• _ページ本文_:
_ _ _ _ _ _ _

EPA介護福祉士候補者がどのような人かは知っていますか?
この記事では「EPA介護福祉士候補者」について解説していきます。
結論、EPA介護福祉士候補者とは日本で研修をしながら介護福祉士の資格取得を目指すもの外国人のことです。
EPA介護福祉士候補者でわかりづらい「EPA介護福祉士候補者の概要」を調査した結果をまとめたので、ぜひ見ていただければと思います。
その他にも「キャリアステップ」の説明や、「EPA介護福祉士候補者の在留期間」について説明していきたいと思いますので、ぜひこの記事を読んでEPA介護福祉士候補者について知っていただければ幸いです。
EPA介護福祉士候補者とは?
EPA介護福祉士候補者とは、EPA(経済連携協定)に基づき、日本の介護施設で就労と研修をしながら、日本の介護福祉士の資格取得を目指す外国の方々を指します。
現在、EPA介護福祉士候補者受け入れ国は、インドネシア・フィリピン・ベトナムの3か国です。
しかし、国籍を有していれば誰もがなれるわけでは無く、ある一定の条件を満たさなければなりません。
EPA介護福祉士候補者の受け入れは平成20年度から始まり、介護福祉士国家試験の合格者を毎年増やしています。
EPA介護福祉士候補者の資格要件
EPA介護福祉士候補者になるには、資格要件があります。
誰もが同じ条件ではなく、国籍(インドネシア・フィリピン・ベトナム)によって違うため注意が必要です。
ここでは、EPA介護福祉士候補者の資格要件を紹介します。
インドネシアの場合
インドネシアからの場合、以下どちらかの条件をクリアしている必要があります。
- 高等教育機関(3年以上)卒業+インドネシア政府による介護士の認定
- インドネシアの看護学校(3年以上)卒業
さらに日本語能力も問われるため、訪日前の6ヶ月間と訪日後の6ヶ月間の日本語研修を修了していなければなりません。
しかし、日本語能力試験N2の日本語能力がある場合は、日本語能力が一定あると認められて合計12ヶ月の日本語研修を免除されます。
フィリピンの場合
フィリピンからの場合、インドネシアからの場合とほぼ同様で、以下どちらかの条件をクリアしている必要があります。
- 4年制大学卒業+フィリピン政府による介護士の認定
- フィリピンの看護学校(学士)(4年)卒業
さらに日本語能力も問われるため、訪日前の6ヶ月間と訪日後の6ヶ月間の日本語研修を修了していなければなりません。
しかし、日本語能力試験N2の日本語能力がある場合は、日本語能力が一定あると認められて合計12ヶ月の日本語研修を免除されます。
ベトナムの場合
ベトナムからの場合、ベトナム国内における3年制または4年制の看護課程を修了していなければなりません。
日本語能力については、訪日前日本語研修(12ヶ月)受講後に日本語能力試験N3以上に合格している必要があります。

_ _ _ _ _ _ _

• _練習課題 A_: EPA介護福祉士候補者の解説文のうち、「EPA介護福祉士候補者がどのような人かは知っていますか?」から「ここでは、EPA介護福祉士候補者の資格要件を紹介します。」までを、両端の語句も含めてそのまま書き写してください。
• _練習課題 B_: EPA介護福祉士候補者の解説文を、最後に示された文の次から書き進めてください。

• _利用可能なデータ_:
_ _ _ _ _ _ _

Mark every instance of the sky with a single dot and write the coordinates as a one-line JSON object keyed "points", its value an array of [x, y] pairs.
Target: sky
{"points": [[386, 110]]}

_ _ _ _ _ _ _

• _課題の解答 A_:
EPA介護福祉士候補者がどのような人かは知っていますか?
この記事では「EPA介護福祉士候補者」について解説していきます。
結論、EPA介護福祉士候補者とは日本で研修をしながら介護福祉士の資格取得を目指すもの外国人のことです。
EPA介護福祉士候補者でわかりづらい「EPA介護福祉士候補者の概要」を調査した結果をまとめたので、ぜひ見ていただければと思います。
その他にも「キャリアステップ」の説明や、「EPA介護福祉士候補者の在留期間」について説明していきたいと思いますので、ぜひこの記事を読んでEPA介護福祉士候補者について知っていただければ幸いです。
EPA介護福祉士候補者とは?
EPA介護福祉士候補者とは、EPA(経済連携協定)に基づき、日本の介護施設で就労と研修をしながら、日本の介護福祉士の資格取得を目指す外国の方々を指します。
現在、EPA介護福祉士候補者受け入れ国は、インドネシア・フィリピン・ベトナムの3か国です。
しかし、国籍を有していれば誰もがなれるわけでは無く、ある一定の条件を満たさなければなりません。
EPA介護福祉士候補者の受け入れは平成20年度から始まり、介護福祉士国家試験の合格者を毎年増やしています。
EPA介護福祉士候補者の資格要件
EPA介護福祉士候補者になるには、資格要件があります。
誰もが同じ条件ではなく、国籍(インドネシア・フィリピン・ベトナム)によって違うため注意が必要です。
ここでは、EPA介護福祉士候補者の資格要件を紹介します。

• _課題の解答 B_:
さらに訪日後2.5ヶ月の日本語研修と2.5ヶ月の介護導入研修を修了しなければなりません。
訪日後の日本語研修は、日本語能力試験N2の日本語能力を認められれば免除されます。
EPA介護福祉士候補者の在留期間とは?
EPA介護福祉士候補者の最長在留期間は4年間で、介護福祉士の国家資格取得を目的として滞在中に就労・研修が可能です。
そして介護福祉士の国家試験を受験して合格すれば上限なく在留資格を更新でき、介護福祉士として働き続けられます。
しかし、国家試験に不合格だと帰国しなければなりません。
ただし不合格でも4年間就労・研修をした人は、日本語能力や介護に必要とされる一定の水準を満たしているとみなされ、「特定技能1号」へ移行できます。
「特的技能1号」に移行できると在留期間の更新回数の制限がなくなり、最長5年間は介護施設などでの就労が可能です。
EPA介護福祉士候補者の在留資格
EPA介護福祉士候補者の在留資格は、日本とインドネシア・フィリピン・ベトナム2国間の経済連携強化を目的に設けられています。
日本の介護業界で働く外国人介護人材には現在、EPA以外にも「介護」「技能実習」「特定技能1号」があり、EPA介護福祉士から在留資格の変更が可能です。
とくにEPA介護福祉士から介護への変更は、一定要件を満たせば可能なので活用を検討するといいでしょう。
ここではEPA介護福祉から介護へ在留資格変更について説明します。
特定活動(EPA介護福祉士)から介護に変更?
令和2年4月1日法務省令改正によりEPA介護福祉士候補者として来日し、介護福祉士の国家資格を取得すれば在留資格「介護」に変更できるようになりました。
ただし、「特定活動(EPA介護福祉士)」から在留資格「介護」に変更すると、当該介護福祉士はEPA制度の枠外で日本に滞在することとなります。
巡回訪問や資格取得者向け研修など、日本政府や事業団が実施している支援の対象外となるため注意が必要です。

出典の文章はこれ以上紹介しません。